» Exercise instructions: Find every line in the items below that contains the word "hand", and copy each such line in full. Treat uppercase and lowercase as different.

» Available records:
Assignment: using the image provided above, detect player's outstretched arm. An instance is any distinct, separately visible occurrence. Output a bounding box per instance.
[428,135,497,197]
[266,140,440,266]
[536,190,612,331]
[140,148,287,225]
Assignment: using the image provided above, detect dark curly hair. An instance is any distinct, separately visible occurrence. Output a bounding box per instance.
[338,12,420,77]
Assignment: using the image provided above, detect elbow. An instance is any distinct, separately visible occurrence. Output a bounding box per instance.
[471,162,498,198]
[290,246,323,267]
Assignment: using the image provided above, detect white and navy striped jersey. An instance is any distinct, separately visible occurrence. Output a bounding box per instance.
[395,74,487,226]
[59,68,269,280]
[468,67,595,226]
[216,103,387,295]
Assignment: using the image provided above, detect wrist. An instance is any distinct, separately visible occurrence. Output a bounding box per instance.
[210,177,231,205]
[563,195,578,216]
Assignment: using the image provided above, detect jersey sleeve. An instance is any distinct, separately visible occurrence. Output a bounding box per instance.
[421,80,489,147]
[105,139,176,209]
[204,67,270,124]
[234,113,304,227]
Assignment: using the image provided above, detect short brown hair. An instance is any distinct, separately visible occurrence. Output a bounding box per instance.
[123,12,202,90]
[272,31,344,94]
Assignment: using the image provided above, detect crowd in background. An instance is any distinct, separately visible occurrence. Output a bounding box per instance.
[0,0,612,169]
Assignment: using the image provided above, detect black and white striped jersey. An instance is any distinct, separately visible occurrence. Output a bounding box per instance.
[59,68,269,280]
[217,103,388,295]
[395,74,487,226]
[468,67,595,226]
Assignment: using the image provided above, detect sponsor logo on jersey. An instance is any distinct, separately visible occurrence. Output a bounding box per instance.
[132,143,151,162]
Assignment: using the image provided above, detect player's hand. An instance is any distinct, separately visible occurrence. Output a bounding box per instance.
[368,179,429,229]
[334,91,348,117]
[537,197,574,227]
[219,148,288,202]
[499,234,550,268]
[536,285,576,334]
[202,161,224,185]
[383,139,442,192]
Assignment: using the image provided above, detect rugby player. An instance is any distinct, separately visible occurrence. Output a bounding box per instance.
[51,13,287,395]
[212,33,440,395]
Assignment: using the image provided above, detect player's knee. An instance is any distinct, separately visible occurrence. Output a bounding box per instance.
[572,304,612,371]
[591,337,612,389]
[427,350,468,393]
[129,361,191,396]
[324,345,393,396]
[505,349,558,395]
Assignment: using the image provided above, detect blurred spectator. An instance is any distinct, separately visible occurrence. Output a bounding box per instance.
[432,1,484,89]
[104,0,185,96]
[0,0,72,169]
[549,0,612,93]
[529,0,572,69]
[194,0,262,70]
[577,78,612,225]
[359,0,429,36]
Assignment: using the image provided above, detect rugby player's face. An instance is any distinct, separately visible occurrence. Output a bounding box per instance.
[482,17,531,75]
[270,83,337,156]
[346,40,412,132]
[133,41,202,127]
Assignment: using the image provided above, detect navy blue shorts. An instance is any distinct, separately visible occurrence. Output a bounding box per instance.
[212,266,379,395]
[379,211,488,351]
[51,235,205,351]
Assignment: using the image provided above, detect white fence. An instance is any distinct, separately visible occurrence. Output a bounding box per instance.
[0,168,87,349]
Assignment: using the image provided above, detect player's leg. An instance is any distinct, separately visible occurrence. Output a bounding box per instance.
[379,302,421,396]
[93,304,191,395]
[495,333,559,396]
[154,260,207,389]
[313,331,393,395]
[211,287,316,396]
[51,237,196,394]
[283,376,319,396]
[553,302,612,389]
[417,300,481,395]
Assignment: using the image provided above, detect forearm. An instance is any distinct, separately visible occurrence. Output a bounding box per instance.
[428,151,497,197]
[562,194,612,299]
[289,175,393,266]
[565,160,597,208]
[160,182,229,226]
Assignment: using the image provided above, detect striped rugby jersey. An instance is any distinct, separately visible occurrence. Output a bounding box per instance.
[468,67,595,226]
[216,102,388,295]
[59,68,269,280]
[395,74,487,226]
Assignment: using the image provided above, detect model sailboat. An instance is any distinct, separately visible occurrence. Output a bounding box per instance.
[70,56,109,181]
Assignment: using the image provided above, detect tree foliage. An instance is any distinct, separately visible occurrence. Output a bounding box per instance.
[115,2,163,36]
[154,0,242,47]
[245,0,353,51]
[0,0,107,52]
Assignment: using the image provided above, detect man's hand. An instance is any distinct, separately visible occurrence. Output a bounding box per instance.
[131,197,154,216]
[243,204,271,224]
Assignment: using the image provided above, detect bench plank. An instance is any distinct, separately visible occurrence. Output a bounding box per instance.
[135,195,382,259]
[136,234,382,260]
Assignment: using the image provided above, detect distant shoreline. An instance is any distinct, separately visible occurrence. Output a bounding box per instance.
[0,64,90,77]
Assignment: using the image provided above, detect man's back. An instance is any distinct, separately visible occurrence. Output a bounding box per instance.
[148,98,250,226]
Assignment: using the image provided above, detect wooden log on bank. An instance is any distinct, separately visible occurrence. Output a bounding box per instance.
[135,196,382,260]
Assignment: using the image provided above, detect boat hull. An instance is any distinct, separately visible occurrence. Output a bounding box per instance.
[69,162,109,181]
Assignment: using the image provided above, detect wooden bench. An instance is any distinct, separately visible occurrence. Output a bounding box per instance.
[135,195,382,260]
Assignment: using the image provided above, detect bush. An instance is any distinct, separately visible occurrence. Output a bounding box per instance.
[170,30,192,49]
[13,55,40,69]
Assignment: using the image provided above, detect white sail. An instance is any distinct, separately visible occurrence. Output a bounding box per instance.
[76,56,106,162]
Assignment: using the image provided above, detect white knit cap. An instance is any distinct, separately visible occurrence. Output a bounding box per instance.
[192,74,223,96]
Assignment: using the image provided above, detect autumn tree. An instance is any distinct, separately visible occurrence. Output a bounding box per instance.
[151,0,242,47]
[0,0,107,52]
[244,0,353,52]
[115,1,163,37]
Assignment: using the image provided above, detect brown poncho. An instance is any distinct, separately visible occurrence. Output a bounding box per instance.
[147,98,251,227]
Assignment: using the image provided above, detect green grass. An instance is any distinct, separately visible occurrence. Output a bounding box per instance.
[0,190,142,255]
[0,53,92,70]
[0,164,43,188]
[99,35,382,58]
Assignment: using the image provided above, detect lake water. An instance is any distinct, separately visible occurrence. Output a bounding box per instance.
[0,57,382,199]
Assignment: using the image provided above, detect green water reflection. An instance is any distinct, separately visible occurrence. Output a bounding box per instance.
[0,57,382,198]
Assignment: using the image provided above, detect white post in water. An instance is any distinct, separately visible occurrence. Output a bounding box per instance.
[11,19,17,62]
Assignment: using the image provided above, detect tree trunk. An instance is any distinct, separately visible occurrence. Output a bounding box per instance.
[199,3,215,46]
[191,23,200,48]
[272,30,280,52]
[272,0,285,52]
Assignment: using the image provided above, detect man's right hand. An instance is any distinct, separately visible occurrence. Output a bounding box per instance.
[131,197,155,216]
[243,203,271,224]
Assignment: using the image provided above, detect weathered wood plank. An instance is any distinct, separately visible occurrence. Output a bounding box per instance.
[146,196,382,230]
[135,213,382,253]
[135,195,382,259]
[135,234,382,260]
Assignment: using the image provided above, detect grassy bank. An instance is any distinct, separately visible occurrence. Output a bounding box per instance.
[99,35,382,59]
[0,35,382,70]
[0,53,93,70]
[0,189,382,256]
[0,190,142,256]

» Answer:
Assignment: using the image provided above, detect player's hand. An instance is any distinct, separately visible occurrence. Output a bounding box per instance.
Assignment: using the image provided above, detect man's hand. An instance is any distinct, separately visible occurrence. Output a bounding box per instance.
Assignment: using the image provided above, detect man's right hand. An instance is any distinct, separately visible occurrence. Output a bounding box per instance.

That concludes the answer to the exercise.